#### BRIEF
Show every line below that contains the word "front". Case counts.

#### RECORDS PROVIDED
******

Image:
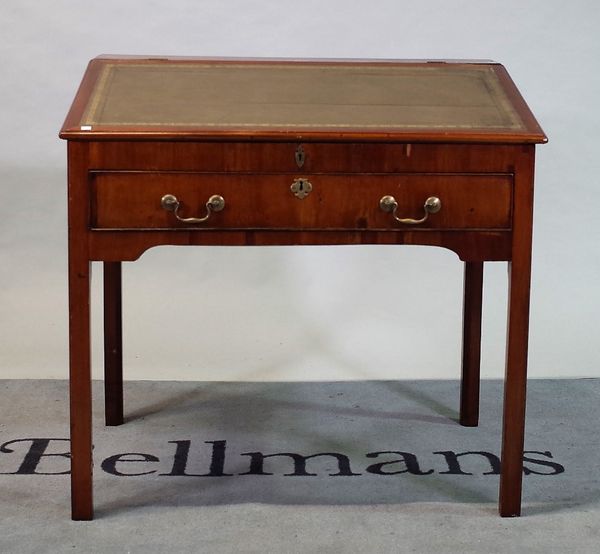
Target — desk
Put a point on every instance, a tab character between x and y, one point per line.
278	152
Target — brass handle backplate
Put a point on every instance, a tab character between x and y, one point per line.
432	205
170	203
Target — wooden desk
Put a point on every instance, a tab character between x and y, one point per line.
272	152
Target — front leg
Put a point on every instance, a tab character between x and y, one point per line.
113	344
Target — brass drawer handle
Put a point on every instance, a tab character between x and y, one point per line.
432	205
170	203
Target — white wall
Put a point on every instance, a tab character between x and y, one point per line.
310	313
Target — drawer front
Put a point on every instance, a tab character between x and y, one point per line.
132	200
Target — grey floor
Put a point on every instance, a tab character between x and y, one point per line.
428	499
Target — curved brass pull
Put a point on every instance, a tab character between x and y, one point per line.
432	205
214	204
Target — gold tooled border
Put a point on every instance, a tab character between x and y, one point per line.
98	98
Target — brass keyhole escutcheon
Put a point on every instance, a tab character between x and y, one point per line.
301	188
300	156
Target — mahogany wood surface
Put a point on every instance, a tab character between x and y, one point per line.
471	348
129	200
117	176
113	344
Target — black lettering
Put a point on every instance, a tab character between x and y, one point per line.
257	464
32	458
454	465
556	467
409	462
182	452
110	464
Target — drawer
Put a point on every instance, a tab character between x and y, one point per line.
132	200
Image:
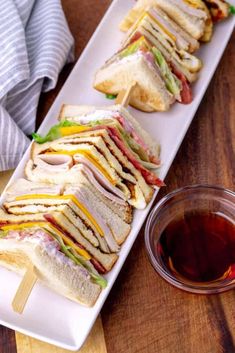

******

#### WRITTEN RESPONSE
Target — front leg
Target — drawer front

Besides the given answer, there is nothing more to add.